I then created a test doc of 10 row and 10 columns whch plots fine but when I add an extra column I get te error again.
Why is this? I need to be able to plot my cluster. When I view my data set after performing kmeans on it I can see the extra results column which shows which clusters they belong to.
IS there anything I am doing wrong, can I ger rid of this error and plot my larger sample???
Please help, been wrecking my head for a week now.
Thanks guys.
The problem is that you have more variables than sample points and the principal component analysis that is being done is failing.
In the help file for princomp it explains (read ?princomp):
‘princomp’ only handles so-called R-mode PCA, that is feature
extraction of variables. If a data matrix is supplied (possibly
via a formula) it is required that there are at least as many
units as variables. For Q-mode PCA use ‘prcomp’.
Principal component analysis is underspecified if you have fewer samples than data point.
Every data point will be it's own principal component. For PCA to work, the number of instances should be significantly larger than the number of dimensions.
Simply speaking you can look at the problems like this:
If you have n dimensions, you can encode up to n+1 instances using vectors that are all 0 or that have at most one 1. And this is optimal, so PCA will do this! But it is not very helpful.
you can use prcomp instead of princomp

GIVEN DATA:
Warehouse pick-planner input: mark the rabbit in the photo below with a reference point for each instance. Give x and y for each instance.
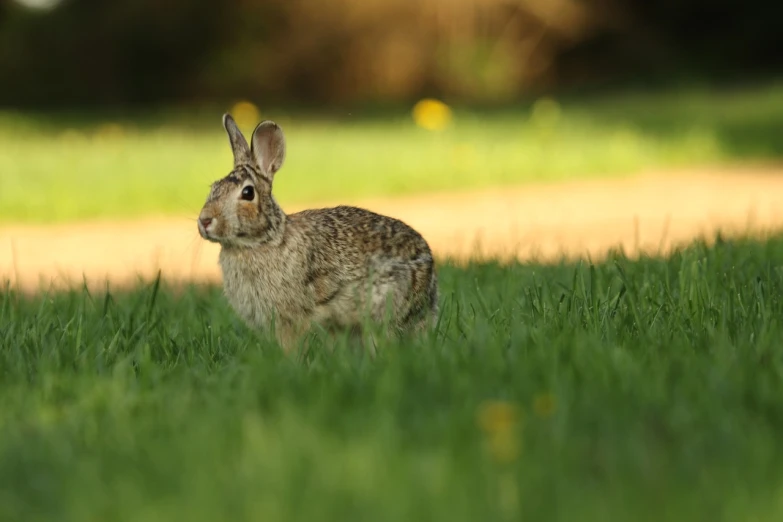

WHAT TO DO:
Reproduce the forum thread about the princomp error in full, word for word. You won't need the listing for this.

RESULT:
I then created a test doc of 10 row and 10 columns whch plots fine but when I add an extra column I get te error again.
Why is this? I need to be able to plot my cluster. When I view my data set after performing kmeans on it I can see the extra results column which shows which clusters they belong to.
IS there anything I am doing wrong, can I ger rid of this error and plot my larger sample???
Please help, been wrecking my head for a week now.
Thanks guys.
The problem is that you have more variables than sample points and the principal component analysis that is being done is failing.
In the help file for princomp it explains (read ?princomp):
‘princomp’ only handles so-called R-mode PCA, that is feature
extraction of variables. If a data matrix is supplied (possibly
via a formula) it is required that there are at least as many
units as variables. For Q-mode PCA use ‘prcomp’.
Principal component analysis is underspecified if you have fewer samples than data point.
Every data point will be it's own principal component. For PCA to work, the number of instances should be significantly larger than the number of dimensions.
Simply speaking you can look at the problems like this:
If you have n dimensions, you can encode up to n+1 instances using vectors that are all 0 or that have at most one 1. And this is optimal, so PCA will do this! But it is not very helpful.
you can use prcomp instead of princomp